- **Task goal**: All of the data is to be copied without a single change.
Records to use: Begin
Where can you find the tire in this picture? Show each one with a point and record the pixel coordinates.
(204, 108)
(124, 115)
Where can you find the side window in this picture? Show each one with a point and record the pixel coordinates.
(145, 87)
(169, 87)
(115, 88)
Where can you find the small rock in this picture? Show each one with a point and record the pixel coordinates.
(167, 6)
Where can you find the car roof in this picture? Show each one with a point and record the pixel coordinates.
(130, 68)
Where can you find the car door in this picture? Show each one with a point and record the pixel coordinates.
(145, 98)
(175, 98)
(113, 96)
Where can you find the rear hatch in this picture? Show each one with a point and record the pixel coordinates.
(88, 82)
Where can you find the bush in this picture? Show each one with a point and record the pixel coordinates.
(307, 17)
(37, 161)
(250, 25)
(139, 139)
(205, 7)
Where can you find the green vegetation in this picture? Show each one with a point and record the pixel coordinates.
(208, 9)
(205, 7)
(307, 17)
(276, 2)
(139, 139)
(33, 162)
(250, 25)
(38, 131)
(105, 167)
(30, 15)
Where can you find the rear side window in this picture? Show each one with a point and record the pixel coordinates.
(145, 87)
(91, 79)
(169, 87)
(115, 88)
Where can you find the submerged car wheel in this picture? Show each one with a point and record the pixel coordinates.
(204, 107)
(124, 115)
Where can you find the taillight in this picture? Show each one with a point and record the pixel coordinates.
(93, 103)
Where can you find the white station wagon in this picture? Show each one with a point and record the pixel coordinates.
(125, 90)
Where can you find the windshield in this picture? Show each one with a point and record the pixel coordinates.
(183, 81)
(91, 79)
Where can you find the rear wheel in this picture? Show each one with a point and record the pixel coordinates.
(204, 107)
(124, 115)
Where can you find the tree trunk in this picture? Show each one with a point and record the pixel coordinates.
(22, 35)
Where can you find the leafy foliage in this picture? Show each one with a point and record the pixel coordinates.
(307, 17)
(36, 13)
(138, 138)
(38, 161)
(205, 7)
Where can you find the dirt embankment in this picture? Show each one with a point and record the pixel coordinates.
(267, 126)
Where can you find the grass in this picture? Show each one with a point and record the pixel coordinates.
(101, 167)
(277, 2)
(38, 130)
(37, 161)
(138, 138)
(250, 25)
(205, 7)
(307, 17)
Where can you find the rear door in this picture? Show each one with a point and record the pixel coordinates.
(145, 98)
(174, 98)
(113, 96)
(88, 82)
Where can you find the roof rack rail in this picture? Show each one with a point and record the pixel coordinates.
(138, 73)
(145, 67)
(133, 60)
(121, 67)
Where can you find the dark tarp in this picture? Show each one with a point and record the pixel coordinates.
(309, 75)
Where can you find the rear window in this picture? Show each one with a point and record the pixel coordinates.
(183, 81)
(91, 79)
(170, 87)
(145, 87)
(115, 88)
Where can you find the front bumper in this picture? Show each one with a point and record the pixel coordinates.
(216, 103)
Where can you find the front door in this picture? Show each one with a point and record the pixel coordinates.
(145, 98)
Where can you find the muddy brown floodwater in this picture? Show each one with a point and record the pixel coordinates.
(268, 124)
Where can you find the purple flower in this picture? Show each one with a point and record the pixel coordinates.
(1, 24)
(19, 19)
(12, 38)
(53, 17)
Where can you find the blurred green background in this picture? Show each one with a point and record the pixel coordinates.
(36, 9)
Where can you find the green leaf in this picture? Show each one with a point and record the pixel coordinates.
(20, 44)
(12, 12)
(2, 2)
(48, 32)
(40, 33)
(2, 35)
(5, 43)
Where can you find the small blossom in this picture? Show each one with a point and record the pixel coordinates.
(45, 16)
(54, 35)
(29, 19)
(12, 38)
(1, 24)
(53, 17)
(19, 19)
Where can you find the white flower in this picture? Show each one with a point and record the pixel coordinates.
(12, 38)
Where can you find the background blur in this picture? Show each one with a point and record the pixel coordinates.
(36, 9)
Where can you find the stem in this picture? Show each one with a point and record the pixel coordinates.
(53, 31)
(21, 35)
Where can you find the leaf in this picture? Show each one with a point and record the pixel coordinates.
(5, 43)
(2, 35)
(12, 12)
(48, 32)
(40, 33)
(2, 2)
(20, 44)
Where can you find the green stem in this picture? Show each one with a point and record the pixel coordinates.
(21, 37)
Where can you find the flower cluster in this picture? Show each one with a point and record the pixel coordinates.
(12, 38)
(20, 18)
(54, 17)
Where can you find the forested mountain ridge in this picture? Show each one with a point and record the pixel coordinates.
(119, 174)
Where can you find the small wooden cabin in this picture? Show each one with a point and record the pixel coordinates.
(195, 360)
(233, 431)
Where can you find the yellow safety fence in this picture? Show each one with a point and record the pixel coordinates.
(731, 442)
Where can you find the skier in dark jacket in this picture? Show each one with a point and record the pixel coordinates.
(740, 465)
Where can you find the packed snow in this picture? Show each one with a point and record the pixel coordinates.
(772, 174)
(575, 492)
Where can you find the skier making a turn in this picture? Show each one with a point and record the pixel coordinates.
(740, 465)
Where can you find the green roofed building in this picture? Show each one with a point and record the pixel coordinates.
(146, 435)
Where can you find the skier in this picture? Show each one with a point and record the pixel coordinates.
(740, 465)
Records to use: End
- **Result for this exercise**:
Where can you find the tire in this picture? Show each one with a point and record the pixel coordinates.
(204, 108)
(124, 115)
Where can you find the side window in this picture? Show each one with a point and record the pixel coordinates.
(145, 87)
(169, 87)
(115, 88)
Where can you find the small rock in this picture? Show each one with a point and record the pixel coordinates.
(167, 6)
Where can you find the car roof in this picture? Show each one with a point and record the pixel coordinates.
(130, 68)
Where can you find the car door in this picture? Show each one with a point and record the pixel coordinates.
(145, 98)
(175, 98)
(113, 96)
Where can you find the rear hatch in this picture? Show each one with a point and record the pixel coordinates.
(88, 82)
Where can you find the bush in this picture? Show each one with a point and record the pixel coordinates.
(307, 17)
(37, 161)
(250, 25)
(139, 139)
(205, 7)
Where can you find the green vegetation in this picture? Show each one with a point and record the pixel coordinates.
(208, 9)
(205, 7)
(307, 17)
(276, 2)
(139, 139)
(33, 162)
(250, 25)
(38, 131)
(105, 167)
(30, 15)
Where can you find the rear side window in this picture? Show each one with a point and record the pixel coordinates.
(145, 87)
(91, 79)
(169, 87)
(115, 88)
Where can you find the submerged car wheel in this picture? Show each one with a point and record the pixel coordinates.
(204, 107)
(124, 115)
Where can you find the taillight in this picture? Show each one with a point and record the pixel coordinates.
(93, 103)
Where can you find the white station wagon in this picture? Show each one with a point and record the pixel coordinates.
(125, 90)
Where can you find the windshield in this picture? Show each one with a point and record the pixel coordinates.
(183, 81)
(91, 79)
Where can you find the rear wheel in this picture? Show each one with a point and record the pixel coordinates.
(204, 107)
(124, 115)
Where can you find the tree trunk in this picture? Show each one with a point and record the pixel coordinates.
(22, 35)
Where can you find the leafy foliage in this picture? Show each one with a point and record the pixel coordinates.
(307, 17)
(36, 13)
(138, 138)
(38, 161)
(205, 7)
Where can you find the dirt embankment in this picture? Show each one with a point and record the pixel coordinates.
(267, 126)
Where can you find the grass in this picture? Show each one with a point and record the pixel coordinates.
(101, 167)
(277, 2)
(38, 130)
(37, 161)
(138, 138)
(250, 25)
(205, 7)
(307, 17)
Where can you find the rear door in this picture? Show each one with a point and record the pixel coordinates.
(145, 98)
(174, 98)
(113, 96)
(88, 82)
Where can you find the roof rack rail in this picture? Show each one with a point and record the pixel coordinates.
(138, 73)
(145, 67)
(133, 60)
(121, 67)
Where can you find the dark tarp in this picture? Show each one with a point and record the pixel coordinates.
(309, 75)
Where can you find the rear window in this picture? Show each one with a point and record the pixel coordinates.
(183, 81)
(91, 79)
(170, 87)
(145, 87)
(115, 88)
Where can you find the front bumper in this picture? Show each one with a point and record the pixel coordinates.
(216, 103)
Where can you find the front door in this picture? Show each one with a point and record the pixel coordinates.
(145, 98)
Where can you find the muddy brown floodwater in this picture? Show each one with a point and record the pixel coordinates.
(268, 124)
Where can you find the purple flower in this picture? Show each one with a point and record the pixel coordinates.
(1, 24)
(19, 19)
(12, 38)
(53, 17)
Where can you find the blurred green background in this picture? Show each one with a point and record the pixel coordinates.
(36, 9)
Where can you find the green leaf in this picture? Show each one with a point and record the pixel coordinates.
(20, 44)
(12, 12)
(2, 2)
(48, 32)
(40, 33)
(2, 35)
(5, 43)
Where can you find the small blossom in this picture? Show each one with a point and record the pixel coordinates.
(45, 16)
(54, 35)
(29, 19)
(12, 38)
(1, 24)
(53, 17)
(19, 19)
Where can you find the white flower in this picture? Show each one with a point and record the pixel coordinates.
(12, 38)
Where can you find the background blur in this picture? Show each one with a point and record the pixel coordinates.
(36, 9)
Where can you find the stem in this picture? Show each one with a point and record the pixel coordinates.
(53, 31)
(21, 35)
Where can you find the leaf in this picture? Show each one with a point and record the pixel coordinates.
(5, 43)
(2, 35)
(12, 12)
(48, 32)
(40, 33)
(2, 2)
(20, 44)
Where can you find the green stem in this picture? Show each one with a point and record the pixel coordinates.
(21, 37)
Where can you find the flower cluster in this picture? Show each one with a point and record the pixel coordinates.
(12, 38)
(20, 18)
(54, 17)
Where can you find the forested mountain ridge in this picture? Show each one with a point and record the pixel coordinates.
(119, 174)
Where can you find the small wooden cabin in this picture? Show each one with a point and record the pixel coordinates.
(195, 360)
(233, 431)
Where can you find the yellow safety fence in this picture? Show each one with a point and record the pixel coordinates.
(731, 442)
Where can you find the skier in dark jacket in this picture? Show each one with a point and record the pixel coordinates.
(740, 465)
Where can you find the packed snow in this picture? Show each one with a point and record the pixel coordinates.
(772, 174)
(575, 492)
Where can you find the skier making a turn in this picture? Show each one with a point and record the pixel coordinates.
(740, 465)
Where can you find the green roofed building in this picture? Show each one with a point and record the pixel coordinates.
(146, 435)
Where can you find the skier in this picture? Show each one with a point and record the pixel coordinates.
(740, 465)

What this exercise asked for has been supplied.